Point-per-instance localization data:
================================

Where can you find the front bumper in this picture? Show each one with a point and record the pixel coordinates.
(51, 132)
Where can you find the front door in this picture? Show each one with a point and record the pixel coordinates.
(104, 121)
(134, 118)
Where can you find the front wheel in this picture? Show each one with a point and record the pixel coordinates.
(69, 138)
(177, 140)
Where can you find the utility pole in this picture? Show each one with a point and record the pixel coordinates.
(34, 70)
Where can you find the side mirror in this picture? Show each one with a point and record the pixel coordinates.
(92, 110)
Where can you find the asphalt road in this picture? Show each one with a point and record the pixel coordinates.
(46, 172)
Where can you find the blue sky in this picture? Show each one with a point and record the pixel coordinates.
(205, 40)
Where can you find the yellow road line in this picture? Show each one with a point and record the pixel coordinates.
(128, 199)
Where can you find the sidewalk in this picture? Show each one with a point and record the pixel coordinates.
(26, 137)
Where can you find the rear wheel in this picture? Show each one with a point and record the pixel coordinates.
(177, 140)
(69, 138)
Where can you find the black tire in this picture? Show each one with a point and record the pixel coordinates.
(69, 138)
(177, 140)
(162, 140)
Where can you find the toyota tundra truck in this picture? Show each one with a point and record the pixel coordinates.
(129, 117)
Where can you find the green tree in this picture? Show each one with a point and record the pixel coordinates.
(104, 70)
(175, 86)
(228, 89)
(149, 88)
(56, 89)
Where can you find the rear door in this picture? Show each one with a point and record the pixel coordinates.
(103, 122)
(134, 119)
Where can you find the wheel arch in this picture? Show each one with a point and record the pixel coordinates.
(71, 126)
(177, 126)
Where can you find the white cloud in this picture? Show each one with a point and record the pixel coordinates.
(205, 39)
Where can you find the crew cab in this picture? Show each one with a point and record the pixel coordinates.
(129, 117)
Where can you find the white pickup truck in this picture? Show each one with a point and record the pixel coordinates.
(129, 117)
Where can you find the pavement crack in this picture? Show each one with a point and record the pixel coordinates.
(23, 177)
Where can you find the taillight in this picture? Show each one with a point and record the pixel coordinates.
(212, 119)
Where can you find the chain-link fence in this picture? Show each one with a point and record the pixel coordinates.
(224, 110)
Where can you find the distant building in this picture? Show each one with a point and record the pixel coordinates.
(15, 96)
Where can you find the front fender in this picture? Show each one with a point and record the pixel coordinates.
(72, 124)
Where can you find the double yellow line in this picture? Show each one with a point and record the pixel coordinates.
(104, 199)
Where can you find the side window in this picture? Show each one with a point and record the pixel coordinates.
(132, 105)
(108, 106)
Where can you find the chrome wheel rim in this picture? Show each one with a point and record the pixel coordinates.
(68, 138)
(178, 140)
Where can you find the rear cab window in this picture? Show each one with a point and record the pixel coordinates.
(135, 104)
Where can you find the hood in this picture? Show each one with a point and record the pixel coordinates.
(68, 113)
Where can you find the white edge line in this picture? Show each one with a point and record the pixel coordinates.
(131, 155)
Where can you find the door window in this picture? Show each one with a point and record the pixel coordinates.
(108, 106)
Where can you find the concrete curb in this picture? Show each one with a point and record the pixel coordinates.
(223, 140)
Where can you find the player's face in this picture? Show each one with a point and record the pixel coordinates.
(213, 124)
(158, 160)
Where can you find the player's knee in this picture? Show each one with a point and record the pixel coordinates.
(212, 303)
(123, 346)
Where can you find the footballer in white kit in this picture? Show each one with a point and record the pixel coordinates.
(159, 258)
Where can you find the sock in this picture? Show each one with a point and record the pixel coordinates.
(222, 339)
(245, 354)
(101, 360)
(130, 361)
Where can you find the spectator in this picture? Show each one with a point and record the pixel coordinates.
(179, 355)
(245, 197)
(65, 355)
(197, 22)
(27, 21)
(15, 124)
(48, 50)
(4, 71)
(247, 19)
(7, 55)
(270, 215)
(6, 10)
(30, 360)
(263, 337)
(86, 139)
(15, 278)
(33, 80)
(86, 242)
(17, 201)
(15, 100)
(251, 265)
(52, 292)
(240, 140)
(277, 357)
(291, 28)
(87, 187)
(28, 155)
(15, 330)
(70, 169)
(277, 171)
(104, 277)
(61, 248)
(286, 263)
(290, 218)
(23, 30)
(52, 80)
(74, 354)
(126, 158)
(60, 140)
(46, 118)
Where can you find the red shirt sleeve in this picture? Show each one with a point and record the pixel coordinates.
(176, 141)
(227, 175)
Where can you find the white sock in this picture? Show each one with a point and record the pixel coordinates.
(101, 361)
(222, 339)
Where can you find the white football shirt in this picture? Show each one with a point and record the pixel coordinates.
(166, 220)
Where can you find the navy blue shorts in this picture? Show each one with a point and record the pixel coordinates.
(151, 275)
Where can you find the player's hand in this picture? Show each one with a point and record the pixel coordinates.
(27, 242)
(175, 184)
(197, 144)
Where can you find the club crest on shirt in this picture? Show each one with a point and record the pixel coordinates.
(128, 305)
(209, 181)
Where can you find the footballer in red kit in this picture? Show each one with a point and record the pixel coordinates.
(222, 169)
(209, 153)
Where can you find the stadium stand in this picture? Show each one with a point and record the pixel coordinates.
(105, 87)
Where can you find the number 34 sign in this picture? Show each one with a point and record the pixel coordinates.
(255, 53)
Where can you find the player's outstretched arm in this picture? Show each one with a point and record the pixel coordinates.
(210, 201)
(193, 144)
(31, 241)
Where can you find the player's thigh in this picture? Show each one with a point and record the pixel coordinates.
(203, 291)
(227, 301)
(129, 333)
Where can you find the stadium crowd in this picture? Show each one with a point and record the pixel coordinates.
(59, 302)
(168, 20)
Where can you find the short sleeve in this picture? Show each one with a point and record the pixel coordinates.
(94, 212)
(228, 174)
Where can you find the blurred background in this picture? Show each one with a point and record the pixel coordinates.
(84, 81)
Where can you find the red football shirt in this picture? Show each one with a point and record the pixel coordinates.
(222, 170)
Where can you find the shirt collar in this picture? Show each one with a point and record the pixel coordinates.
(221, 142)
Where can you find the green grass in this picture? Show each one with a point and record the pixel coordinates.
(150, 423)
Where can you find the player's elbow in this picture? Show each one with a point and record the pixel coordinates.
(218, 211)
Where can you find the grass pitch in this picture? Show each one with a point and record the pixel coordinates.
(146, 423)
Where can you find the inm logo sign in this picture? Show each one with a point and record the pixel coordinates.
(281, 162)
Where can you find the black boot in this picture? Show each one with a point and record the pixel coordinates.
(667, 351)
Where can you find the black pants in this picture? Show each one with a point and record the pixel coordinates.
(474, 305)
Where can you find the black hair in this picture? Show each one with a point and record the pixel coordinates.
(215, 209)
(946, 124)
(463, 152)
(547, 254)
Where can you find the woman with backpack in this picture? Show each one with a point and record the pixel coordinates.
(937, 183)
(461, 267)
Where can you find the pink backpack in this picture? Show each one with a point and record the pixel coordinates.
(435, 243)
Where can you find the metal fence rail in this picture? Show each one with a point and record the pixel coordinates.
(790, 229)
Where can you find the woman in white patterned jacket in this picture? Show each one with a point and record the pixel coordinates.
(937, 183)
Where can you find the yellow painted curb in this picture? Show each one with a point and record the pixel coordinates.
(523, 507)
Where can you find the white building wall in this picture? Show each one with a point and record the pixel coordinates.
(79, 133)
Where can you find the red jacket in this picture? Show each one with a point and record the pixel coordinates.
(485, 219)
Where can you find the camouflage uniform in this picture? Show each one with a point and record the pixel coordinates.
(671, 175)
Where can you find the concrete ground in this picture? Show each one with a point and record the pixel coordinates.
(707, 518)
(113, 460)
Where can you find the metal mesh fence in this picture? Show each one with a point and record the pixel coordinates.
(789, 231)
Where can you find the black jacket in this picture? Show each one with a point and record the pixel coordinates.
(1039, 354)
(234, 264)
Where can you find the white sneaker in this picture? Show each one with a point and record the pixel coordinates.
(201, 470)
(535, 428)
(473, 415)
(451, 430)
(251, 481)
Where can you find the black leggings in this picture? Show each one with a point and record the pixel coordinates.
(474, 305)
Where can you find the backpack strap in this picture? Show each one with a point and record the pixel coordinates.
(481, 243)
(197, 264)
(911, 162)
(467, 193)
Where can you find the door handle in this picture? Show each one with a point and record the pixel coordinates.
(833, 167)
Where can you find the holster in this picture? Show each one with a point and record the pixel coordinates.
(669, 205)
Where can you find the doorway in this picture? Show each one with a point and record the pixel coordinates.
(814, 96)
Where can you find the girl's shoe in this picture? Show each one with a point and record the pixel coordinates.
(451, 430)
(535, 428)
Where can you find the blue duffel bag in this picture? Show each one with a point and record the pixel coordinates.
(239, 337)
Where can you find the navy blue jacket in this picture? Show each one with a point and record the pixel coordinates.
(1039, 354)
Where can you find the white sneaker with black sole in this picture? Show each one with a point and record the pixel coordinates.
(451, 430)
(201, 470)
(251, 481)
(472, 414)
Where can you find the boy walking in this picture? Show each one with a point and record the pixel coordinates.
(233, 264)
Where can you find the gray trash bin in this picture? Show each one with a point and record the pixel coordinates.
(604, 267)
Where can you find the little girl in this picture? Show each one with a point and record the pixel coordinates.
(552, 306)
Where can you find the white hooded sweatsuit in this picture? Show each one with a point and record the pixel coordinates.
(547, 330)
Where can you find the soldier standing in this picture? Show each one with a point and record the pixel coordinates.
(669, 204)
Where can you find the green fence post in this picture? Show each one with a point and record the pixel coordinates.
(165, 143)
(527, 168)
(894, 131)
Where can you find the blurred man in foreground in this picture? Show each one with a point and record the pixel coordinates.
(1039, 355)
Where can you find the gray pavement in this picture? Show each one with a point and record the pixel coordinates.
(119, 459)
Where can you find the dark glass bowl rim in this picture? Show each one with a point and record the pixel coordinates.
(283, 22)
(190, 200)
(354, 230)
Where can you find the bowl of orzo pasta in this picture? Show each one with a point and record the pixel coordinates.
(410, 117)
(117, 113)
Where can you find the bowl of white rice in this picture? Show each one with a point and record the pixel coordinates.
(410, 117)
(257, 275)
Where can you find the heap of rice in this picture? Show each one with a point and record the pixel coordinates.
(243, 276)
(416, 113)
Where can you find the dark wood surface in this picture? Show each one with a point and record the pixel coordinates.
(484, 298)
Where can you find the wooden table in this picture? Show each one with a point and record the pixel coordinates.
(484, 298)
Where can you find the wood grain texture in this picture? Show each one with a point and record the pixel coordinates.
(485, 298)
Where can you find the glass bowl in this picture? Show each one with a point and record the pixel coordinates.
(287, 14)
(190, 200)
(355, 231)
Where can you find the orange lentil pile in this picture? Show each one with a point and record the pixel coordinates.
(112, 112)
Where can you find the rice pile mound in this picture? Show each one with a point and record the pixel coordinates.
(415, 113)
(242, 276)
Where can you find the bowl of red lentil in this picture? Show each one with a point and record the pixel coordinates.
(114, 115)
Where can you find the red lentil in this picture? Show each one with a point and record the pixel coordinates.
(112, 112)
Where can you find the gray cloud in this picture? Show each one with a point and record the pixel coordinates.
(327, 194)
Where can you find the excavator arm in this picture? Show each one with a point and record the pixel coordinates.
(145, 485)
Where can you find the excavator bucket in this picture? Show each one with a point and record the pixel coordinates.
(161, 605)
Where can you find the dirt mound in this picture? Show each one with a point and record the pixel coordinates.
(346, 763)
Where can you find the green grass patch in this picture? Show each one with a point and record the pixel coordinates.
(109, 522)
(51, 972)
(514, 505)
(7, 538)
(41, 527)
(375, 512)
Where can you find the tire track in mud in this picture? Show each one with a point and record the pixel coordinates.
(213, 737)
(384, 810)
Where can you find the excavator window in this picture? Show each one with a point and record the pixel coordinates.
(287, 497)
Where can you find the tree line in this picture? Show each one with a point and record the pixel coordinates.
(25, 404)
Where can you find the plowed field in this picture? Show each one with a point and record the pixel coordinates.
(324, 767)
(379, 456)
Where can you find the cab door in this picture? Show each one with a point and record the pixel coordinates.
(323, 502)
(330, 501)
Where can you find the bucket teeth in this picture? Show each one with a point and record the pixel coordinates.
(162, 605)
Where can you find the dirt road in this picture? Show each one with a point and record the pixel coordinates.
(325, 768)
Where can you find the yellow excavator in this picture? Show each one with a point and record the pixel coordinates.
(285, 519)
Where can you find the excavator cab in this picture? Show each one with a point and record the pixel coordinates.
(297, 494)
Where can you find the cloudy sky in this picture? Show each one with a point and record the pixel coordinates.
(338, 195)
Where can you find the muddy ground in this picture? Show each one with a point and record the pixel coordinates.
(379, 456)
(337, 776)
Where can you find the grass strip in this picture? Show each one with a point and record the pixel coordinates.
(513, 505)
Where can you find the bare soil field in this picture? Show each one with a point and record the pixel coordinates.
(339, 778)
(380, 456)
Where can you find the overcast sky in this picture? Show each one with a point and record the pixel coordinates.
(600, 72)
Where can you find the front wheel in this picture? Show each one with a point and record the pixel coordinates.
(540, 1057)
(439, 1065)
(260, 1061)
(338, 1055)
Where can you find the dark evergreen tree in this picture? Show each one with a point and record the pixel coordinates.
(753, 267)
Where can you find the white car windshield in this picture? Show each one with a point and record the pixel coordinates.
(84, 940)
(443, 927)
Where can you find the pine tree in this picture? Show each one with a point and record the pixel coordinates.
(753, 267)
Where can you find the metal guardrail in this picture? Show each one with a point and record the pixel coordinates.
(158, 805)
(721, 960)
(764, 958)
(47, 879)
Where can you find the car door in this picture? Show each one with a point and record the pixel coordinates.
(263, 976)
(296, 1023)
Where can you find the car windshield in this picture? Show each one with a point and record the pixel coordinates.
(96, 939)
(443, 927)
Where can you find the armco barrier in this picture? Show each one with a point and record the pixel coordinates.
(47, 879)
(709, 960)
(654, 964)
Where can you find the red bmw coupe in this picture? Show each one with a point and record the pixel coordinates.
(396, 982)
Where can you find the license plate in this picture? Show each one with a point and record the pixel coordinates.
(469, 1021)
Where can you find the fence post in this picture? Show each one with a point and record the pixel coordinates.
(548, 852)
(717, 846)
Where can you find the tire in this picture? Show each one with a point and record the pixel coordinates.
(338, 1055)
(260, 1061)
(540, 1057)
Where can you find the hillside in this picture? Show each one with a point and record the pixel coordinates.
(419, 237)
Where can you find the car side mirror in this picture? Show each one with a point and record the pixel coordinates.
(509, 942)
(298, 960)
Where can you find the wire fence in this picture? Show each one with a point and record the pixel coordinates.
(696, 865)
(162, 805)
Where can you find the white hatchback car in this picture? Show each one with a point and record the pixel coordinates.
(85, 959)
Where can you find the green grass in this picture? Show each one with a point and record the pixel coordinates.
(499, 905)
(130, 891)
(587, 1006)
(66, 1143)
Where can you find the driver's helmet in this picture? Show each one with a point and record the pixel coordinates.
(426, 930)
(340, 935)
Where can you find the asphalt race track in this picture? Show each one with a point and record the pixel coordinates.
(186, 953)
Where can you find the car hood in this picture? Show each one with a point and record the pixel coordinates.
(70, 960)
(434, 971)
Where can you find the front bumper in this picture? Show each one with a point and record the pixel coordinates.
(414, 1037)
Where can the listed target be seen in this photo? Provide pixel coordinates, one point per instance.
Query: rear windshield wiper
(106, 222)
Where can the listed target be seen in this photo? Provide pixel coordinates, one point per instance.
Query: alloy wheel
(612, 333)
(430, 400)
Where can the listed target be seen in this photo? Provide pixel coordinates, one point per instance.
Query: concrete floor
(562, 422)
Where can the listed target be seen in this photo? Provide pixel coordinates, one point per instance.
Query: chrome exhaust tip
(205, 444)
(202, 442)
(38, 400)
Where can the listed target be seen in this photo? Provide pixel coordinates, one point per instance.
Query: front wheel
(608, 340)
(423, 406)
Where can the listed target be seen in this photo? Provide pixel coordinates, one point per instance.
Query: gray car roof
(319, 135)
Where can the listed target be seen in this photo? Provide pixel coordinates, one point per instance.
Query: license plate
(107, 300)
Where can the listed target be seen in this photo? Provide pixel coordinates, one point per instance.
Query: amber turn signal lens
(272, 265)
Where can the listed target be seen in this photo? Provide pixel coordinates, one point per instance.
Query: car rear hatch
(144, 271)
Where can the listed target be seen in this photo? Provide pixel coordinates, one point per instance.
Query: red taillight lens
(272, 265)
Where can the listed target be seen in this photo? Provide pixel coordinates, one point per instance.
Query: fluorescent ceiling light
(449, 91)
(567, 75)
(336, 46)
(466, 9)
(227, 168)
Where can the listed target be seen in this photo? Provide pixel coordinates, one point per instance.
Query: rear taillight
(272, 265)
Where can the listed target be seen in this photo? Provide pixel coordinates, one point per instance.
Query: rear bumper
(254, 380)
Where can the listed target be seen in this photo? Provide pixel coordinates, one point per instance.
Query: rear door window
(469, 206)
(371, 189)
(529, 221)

================================

- _WORK TASK_: Lines from the one containing "Query: fluorescent ceiling light" through the end of the entries above must be copied exactly; include both ends and no other lines.

- _RESULT FOR THIS TASK_:
Query: fluorescent ceiling light
(449, 91)
(567, 75)
(336, 46)
(466, 9)
(227, 168)
Where can the listed target be seen in this photo? Provide pixel coordinates, one point per instance.
Query: rear taillight
(272, 265)
Where can the listed target be seen in this photo? Provide pixel coordinates, one point per instance.
Query: rear bumper
(254, 380)
Where can the listed target be seen in this photo? Provide pixel coordinates, one point per instance.
Query: rear door window
(469, 206)
(371, 189)
(529, 221)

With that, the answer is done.